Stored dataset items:
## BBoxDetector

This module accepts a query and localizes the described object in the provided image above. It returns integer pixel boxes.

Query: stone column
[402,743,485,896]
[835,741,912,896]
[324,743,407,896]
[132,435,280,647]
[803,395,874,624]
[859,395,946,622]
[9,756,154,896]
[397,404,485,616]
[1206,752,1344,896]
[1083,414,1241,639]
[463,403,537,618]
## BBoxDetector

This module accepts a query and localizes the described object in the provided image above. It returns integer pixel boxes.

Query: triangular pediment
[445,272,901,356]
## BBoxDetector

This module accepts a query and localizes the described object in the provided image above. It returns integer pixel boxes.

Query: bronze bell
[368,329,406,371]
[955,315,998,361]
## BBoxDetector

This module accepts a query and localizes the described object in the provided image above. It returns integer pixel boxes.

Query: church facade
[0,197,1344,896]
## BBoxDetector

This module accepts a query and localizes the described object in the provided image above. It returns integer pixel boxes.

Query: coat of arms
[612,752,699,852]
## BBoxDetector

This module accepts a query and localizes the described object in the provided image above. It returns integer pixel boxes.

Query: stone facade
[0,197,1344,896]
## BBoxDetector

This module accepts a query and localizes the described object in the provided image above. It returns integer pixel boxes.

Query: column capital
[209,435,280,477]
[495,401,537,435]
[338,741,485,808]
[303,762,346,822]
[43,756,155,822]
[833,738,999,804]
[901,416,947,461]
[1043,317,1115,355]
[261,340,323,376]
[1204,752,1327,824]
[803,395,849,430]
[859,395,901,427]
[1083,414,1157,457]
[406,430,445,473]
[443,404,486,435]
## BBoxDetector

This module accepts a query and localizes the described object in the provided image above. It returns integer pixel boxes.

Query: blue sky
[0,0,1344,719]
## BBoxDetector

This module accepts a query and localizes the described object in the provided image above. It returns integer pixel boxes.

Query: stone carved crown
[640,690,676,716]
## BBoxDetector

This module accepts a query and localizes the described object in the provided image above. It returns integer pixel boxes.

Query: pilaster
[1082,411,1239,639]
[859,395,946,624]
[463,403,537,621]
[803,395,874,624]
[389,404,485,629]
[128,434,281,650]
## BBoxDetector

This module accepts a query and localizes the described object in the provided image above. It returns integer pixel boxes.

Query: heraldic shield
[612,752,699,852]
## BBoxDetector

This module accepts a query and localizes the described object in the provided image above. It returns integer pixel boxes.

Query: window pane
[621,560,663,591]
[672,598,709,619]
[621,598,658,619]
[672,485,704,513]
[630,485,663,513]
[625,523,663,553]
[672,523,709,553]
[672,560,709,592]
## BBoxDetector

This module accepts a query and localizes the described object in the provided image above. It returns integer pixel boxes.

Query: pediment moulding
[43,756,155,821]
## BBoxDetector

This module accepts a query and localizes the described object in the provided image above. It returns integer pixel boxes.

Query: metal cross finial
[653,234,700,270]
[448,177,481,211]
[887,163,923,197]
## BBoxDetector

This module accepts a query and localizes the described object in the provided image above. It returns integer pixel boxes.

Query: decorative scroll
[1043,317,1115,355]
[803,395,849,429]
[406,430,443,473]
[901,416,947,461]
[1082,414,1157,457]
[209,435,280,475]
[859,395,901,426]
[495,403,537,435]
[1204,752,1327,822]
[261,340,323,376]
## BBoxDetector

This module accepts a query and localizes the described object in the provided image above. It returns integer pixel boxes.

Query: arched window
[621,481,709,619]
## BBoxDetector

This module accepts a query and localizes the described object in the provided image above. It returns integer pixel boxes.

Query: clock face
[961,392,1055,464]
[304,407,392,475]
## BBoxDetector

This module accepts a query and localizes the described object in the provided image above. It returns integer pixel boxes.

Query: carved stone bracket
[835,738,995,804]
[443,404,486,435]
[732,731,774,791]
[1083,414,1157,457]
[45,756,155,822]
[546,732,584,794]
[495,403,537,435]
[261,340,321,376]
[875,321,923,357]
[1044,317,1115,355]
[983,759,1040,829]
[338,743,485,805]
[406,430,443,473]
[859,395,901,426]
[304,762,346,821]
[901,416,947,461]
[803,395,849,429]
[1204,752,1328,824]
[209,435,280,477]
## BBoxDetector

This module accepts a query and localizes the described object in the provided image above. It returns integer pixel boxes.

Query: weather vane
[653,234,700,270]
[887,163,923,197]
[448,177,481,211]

■ Aim of the exercise
Copy out the lines above, from the first one through the line containing "[463,403,537,618]", with all their text kept. Add 120 to every bounding-box coordinate in the answers.

■ Correct result
## BBoxDetector

This module accepts a query and localizes the described object in the provided image above. It returns integer pixel boxes.

Query: stone column
[522,863,605,1016]
[955,861,1032,1016]
[444,863,527,1016]
[252,555,400,767]
[923,515,994,744]
[979,515,1066,742]
[129,876,274,1016]
[517,524,605,736]
[1326,872,1464,1016]
[1203,534,1361,759]
[583,523,657,738]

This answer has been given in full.